- **DOCUMENT TEXT**:
►

Practicing law using a New York virtual office can mean more than just a professional address. Make sure you’re going to take full advantage of the benefits.
When some solo attorneys first launch their law practice, a traditional office space is out of their financial reach or they simply want to work from home. In any case, a virtual office is an affordable office arrangement that will support their professional image.
It seems like a simple solution, right? Nothing else to it other than paying a monthly fee for a professional address.
Not quite. There are other things you must consider when deciding to operate your law firm through a New York virtual office. Otherwise, you won’t experience the full benefits and you might even jeopardize the success of your firm.
Here are some obvious signs that you may be wasting the potential of your New York virtual office:
1. You want a professional address, but you’re too focused on price
If you only want a low-cost New York virtual office that will provide you with a Manhattan address and mail services, perhaps you’re missing the bigger picture.
You should look for a full-service provider that can support the growth of your practice over time. If you don’t, then you risk dealing with the hassle (and expense) of changing your business address in the future when you have to switch to a provider that meets more of your needs.
Sometimes the key to success is being able to recognize a good opportunity for growth and not hesitating to follow through with it. For example, you should value the resources and connections your New York virtual office can offer you over the price because you’ll see a significantly greater return on your investment.
Additionally, according to our research, only the full-service providers offered virtual office services that met ethics rules. Something else to consider.
2. You want the flexibility, but you’re not ready for the hard work
Starting your own law practice and working from home will afford you a lot of flexibility in your personal and professional life. You’ll be able to create your own schedule and work when you’re most productive.
But you should keep in mind that the flexibility of being your own boss doesn’t reduce the amount of hours you’ll have to work. It also doesn’t relieve the challenges associated with running your own business.
For example, don’t set up your law practice with a New York virtual office and expect the clients to come to you. You must put in the time and effort to make sure your law practice succeeds.
Since you won’t likely be going to an office every day to mingle with your peers, operating a law firm from a New York virtual office will require you to be exceptionally diligent about keeping in touch with your network and seeking out opportunities to meet people. For example, meeting other attorneys at the shared office space where your virtual office is located will require you to take action and actually get out of your home.
You can also consider contacting the staff at your New York virtual office to have them connect you to potential referral sources. With a little extra effort, you can bring in new business for your firm, but you have to be willing to be proactive.
3. You want to network, but you want to always work from home
Working exclusively at home will severely limit your opportunities to meet new referral sources. Coming into the physical office where your virtual office is located a few times a month will help you meet other attorneys who could refer you new business.
Simply going to an office and having face-to-face interactions with other attorneys while you work is much easier than attending a dozen networking events where everyone feels pressured to meet people. Sometimes it’s easier to chat with someone in a shared law office space than trying to sell yourself in ten minutes at a crowded event.
Spend a little extra time around the office when you come in for a client meeting and ask the staff to introduce you to some of the suitemates. Rent desk space for a day or two (or get a package where day office space is included) and make an effort to introduce yourself to anyone else who has dropped in for the day. The point is to leave your home office and use your New York virtual office to meet referral sources in person, otherwise you’ll risk feeling isolated and you’ll be missing out on new clients.

◄

Collection entries
►

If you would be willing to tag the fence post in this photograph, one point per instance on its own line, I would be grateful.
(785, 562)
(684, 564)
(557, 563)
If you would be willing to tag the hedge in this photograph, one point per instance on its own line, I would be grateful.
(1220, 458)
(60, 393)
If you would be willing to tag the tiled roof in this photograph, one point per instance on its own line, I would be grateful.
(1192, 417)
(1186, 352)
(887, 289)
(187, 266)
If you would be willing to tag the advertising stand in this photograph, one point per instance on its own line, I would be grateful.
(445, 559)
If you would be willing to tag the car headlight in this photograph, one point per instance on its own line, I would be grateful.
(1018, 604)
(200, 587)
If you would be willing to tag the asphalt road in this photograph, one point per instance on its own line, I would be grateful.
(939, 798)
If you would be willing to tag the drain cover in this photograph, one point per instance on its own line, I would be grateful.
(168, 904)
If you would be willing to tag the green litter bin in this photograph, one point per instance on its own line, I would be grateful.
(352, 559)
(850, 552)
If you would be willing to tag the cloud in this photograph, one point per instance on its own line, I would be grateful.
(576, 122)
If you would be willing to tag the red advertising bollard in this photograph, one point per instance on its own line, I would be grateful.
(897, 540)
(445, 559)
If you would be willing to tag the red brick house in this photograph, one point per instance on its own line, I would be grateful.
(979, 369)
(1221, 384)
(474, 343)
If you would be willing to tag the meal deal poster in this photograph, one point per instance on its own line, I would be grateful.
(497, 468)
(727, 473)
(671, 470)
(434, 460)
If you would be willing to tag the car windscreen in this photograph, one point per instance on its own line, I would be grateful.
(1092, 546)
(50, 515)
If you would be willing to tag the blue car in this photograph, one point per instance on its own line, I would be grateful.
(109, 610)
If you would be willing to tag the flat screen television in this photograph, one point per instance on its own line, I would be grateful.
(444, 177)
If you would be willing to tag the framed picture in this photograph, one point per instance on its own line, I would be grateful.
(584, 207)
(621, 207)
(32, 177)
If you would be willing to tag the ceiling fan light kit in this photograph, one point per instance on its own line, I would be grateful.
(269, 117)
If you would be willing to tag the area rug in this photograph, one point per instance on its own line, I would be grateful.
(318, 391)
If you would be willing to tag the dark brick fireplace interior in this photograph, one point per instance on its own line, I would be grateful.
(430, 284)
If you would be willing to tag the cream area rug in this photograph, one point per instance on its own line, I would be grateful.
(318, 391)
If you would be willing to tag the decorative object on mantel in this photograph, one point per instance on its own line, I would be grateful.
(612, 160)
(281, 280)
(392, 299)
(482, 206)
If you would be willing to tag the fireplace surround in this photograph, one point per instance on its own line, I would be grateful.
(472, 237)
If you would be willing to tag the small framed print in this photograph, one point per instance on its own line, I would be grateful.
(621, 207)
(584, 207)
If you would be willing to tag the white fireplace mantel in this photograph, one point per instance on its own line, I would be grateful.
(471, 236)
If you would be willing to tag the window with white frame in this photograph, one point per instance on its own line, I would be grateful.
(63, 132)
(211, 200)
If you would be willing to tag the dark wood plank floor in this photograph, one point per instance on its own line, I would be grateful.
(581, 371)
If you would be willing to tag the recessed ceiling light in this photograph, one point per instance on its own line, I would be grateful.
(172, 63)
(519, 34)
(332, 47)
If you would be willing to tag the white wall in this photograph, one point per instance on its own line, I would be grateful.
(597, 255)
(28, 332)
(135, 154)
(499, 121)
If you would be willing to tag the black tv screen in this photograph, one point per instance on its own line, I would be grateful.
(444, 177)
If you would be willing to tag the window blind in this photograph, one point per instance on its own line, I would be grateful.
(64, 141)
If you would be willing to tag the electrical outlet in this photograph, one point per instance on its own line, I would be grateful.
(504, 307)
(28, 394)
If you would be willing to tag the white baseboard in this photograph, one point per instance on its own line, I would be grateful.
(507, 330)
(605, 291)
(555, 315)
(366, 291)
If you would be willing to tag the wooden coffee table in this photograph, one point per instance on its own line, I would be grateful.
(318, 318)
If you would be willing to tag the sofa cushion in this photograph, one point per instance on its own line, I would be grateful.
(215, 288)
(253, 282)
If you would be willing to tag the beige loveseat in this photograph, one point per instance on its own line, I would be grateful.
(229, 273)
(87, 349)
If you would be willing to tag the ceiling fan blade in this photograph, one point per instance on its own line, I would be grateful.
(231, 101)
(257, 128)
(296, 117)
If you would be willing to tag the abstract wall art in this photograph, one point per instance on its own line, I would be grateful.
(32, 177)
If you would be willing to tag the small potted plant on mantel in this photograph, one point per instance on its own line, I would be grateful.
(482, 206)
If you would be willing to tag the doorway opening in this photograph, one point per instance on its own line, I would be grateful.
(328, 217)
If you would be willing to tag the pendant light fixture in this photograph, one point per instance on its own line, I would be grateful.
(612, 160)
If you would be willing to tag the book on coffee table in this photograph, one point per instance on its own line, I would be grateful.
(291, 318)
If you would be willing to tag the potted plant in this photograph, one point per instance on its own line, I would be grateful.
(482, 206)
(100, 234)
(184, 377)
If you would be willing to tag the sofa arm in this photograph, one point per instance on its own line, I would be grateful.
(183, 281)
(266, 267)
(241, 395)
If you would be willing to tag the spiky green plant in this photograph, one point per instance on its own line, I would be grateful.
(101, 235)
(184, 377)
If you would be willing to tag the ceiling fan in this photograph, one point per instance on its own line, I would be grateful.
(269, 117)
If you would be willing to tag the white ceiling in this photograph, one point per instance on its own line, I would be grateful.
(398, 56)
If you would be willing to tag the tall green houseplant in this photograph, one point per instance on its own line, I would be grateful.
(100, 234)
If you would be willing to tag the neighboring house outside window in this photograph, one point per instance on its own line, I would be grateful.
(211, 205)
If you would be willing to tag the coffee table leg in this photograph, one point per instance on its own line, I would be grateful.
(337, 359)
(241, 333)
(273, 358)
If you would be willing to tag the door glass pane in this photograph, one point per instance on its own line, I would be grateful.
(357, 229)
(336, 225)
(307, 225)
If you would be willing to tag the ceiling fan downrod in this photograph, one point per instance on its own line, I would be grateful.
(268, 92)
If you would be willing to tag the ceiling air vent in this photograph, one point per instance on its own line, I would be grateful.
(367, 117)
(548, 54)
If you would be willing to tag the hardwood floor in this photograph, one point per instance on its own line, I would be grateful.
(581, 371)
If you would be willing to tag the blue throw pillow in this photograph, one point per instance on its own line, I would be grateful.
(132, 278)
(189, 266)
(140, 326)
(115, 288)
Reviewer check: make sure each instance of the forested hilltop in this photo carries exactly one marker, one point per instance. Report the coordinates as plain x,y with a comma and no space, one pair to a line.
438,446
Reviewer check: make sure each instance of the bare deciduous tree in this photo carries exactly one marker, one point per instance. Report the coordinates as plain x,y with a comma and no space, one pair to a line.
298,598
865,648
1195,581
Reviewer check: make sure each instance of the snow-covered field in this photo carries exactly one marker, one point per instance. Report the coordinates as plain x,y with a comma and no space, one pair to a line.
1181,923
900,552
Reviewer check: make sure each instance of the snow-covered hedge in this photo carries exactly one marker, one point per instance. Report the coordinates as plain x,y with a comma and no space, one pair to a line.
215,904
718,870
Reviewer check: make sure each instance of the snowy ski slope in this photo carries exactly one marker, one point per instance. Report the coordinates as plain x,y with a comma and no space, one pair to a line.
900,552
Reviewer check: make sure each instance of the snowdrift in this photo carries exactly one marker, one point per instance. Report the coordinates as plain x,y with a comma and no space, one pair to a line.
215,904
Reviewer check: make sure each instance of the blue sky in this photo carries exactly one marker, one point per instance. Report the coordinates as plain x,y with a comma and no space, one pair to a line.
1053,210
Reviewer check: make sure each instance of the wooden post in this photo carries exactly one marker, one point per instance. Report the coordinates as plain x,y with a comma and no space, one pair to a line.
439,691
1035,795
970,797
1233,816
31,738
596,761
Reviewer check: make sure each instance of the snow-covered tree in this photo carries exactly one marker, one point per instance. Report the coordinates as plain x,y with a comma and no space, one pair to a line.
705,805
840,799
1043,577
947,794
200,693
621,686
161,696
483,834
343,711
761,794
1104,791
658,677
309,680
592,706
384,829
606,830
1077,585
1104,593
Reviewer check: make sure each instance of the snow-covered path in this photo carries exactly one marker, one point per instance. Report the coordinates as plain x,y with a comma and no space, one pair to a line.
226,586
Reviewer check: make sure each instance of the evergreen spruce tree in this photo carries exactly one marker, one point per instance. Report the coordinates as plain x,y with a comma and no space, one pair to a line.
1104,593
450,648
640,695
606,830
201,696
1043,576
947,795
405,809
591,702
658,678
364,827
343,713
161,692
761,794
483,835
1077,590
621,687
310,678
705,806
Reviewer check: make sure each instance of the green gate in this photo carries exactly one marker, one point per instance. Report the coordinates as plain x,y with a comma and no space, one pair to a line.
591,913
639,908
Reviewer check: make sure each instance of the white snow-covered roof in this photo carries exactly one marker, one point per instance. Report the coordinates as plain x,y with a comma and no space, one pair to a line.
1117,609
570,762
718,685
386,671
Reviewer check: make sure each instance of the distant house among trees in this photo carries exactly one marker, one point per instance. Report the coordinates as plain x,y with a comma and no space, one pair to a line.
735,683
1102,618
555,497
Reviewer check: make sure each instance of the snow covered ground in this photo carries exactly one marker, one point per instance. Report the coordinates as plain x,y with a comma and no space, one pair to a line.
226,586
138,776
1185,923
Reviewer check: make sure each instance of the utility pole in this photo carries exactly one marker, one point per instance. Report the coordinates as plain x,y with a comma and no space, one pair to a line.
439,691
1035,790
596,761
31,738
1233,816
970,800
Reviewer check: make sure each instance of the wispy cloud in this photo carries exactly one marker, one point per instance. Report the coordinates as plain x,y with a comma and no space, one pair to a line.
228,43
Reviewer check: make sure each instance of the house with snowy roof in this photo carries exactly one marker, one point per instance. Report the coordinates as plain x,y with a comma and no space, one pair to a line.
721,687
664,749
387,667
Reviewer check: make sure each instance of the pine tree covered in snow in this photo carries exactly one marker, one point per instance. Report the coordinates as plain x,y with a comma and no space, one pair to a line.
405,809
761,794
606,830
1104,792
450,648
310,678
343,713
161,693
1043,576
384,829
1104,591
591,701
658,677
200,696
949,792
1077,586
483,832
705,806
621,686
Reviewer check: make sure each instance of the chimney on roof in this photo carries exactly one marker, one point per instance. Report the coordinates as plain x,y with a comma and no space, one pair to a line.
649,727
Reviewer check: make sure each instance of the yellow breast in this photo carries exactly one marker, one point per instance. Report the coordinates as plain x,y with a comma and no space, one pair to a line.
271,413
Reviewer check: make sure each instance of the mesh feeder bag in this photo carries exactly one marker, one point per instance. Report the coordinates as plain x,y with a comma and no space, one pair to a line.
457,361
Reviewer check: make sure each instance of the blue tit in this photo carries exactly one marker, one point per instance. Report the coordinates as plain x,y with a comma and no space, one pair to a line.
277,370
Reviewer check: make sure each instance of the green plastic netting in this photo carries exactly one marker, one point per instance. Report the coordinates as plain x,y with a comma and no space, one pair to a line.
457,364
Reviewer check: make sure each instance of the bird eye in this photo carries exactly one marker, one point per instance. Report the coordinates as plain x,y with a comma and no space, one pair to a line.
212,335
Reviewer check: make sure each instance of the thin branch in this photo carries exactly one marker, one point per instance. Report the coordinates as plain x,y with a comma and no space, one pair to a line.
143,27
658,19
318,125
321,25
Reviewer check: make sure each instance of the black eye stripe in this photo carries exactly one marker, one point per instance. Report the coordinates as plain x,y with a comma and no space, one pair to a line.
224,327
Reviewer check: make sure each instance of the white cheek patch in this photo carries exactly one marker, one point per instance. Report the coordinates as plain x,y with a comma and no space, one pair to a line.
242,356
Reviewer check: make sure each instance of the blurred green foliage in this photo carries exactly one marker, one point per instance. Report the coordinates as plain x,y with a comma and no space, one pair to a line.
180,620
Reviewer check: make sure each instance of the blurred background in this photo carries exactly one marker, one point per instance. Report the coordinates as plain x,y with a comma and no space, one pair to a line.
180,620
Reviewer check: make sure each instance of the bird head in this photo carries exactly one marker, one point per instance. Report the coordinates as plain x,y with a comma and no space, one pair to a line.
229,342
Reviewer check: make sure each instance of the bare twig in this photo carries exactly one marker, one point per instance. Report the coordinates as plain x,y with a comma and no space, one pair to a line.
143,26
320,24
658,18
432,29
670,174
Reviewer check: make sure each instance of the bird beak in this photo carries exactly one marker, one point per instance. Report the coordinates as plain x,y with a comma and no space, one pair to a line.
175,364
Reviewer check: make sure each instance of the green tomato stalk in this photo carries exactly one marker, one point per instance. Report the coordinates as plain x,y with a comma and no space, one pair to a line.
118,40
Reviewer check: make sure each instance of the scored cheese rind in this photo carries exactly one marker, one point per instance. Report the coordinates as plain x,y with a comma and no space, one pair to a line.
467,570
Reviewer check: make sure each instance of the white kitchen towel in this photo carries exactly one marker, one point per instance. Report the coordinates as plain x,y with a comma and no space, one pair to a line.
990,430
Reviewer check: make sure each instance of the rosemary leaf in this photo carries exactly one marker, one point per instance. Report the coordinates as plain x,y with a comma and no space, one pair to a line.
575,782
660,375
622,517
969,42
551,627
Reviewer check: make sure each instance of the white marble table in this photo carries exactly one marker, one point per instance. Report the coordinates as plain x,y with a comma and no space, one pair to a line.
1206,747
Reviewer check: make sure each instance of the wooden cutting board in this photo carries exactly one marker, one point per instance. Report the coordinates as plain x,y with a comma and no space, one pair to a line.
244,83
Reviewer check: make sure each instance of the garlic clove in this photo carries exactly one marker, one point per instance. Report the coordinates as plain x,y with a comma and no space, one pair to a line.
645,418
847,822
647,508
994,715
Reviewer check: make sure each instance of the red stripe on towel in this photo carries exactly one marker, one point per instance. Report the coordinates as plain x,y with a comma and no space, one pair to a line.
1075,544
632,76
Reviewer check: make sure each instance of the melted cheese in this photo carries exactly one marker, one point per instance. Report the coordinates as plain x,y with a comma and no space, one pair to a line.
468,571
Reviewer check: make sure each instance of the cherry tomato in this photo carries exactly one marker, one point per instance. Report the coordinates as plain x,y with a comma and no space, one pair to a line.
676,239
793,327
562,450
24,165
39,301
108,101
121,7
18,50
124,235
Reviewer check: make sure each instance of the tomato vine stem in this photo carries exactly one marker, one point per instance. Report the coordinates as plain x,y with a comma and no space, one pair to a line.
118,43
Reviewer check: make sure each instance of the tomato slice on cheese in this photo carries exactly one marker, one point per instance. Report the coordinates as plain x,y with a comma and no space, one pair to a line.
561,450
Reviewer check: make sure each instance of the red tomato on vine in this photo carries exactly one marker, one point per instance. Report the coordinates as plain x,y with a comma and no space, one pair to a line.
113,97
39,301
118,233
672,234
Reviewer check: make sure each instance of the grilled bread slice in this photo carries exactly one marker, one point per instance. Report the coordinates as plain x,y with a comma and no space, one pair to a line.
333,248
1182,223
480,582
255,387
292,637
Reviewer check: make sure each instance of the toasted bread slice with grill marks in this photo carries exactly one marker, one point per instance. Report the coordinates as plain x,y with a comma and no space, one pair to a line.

◄

- **GIVEN TASK 1**: In the article on New York virtual offices for attorneys, which providers, according to the research it mentions, offered virtual office services that met ethics rules?
- **GIVEN TASK 2**: Resume the article on New York virtual offices for attorneys, picking up after its final sentence.

- **RIGHT ANSWER 1**: Only the full-service providers did.

- **RIGHT ANSWER 2**:
4. You want new clients, but you’re unwilling to reach out
Spending most of your time working from home can be very isolating and it reduces your chances of meeting other legal professionals who could refer you business. You want an easy way to bring in new business, but you neglect to reach out to one key resources: the staff members who operate your virtual office.
The staff running the office suite that provides your virtual office services are familiar with other clients, both virtual and office rental. If you contact them and let them know you want to be introduced to other attorneys in particular practice areas, they can certainly help connect you. Since you both have a connection to the virtual office space, there’s an instant bond to build from, making building a relationship that much easier.
You can also contact them if you have a piece of business to refer out. They can pass it along to a client, who will appreciate the referral and feel inclined to reciprocate. Even if the referral doesn’t work out, you’ve established a valuable professional relationship with someone that could result in new opportunities for both of you.
5. You’re willing to plan, but you’re afraid to fail
You understand the value of planning because you understand that every decision you make will impact your ability to get new clients. For example, you may have thought strategically about what type of impression the office space of your virtual office would make if you met a client there. You know successful solos think about these details and include them in their plans.
However, even if you did create a solid, strategic business plan, you must be willing to take risks and put yourself out there in order to create growth for your law practice.
For example, you might doubt you have the social skills to make connections with other attorneys so you stay home and never come into the physical office of your New York virtual office provider. Or you’re afraid the referral you want to send to a staff member to pass along to another attorney won’t work out so you keep it to yourself.
These are possible failures you should never avoid because you never know when you might get along with the right person or when a referral will work out. You must keep trying.
Acting as if you’re unwilling to fail means you aren’t ready to accept that there are no guarantees in small firm practice. You may be so risk averse from practicing law that you haven’t learned how to use risk as a learning tool. As a solo, you must understand that you’ll sometimes gain more from your failures than from your triumphs and you never know when something will work out in your favor.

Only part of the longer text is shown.